## Exercise goal
Write out the records once more, exactly, and keep any image out.
#### Listed entries
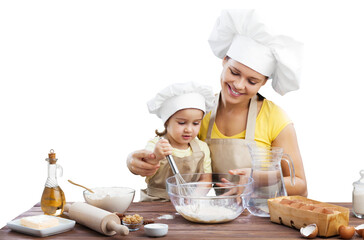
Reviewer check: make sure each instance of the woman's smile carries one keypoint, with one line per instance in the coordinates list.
(233, 92)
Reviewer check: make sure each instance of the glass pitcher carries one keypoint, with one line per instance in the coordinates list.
(268, 178)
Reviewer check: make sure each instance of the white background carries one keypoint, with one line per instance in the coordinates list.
(75, 76)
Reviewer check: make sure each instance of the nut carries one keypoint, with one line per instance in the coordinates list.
(346, 232)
########
## Written answer
Reviewer check: make sure each instance of the woman's smile carries one keypoint, with one line per instance in the coordinates list.
(233, 92)
Reviewer check: make sure each instance of the glass pitcher carries one keypoint, with one line per instance in the coordinates list.
(268, 178)
Reviewer check: make sure each instance of the white background carries one keypoint, with one line per instance in the coordinates list.
(75, 76)
Reviewer check: make sure each instance of the nut carries one keypoint, with one line per instance in the coordinates list.
(346, 232)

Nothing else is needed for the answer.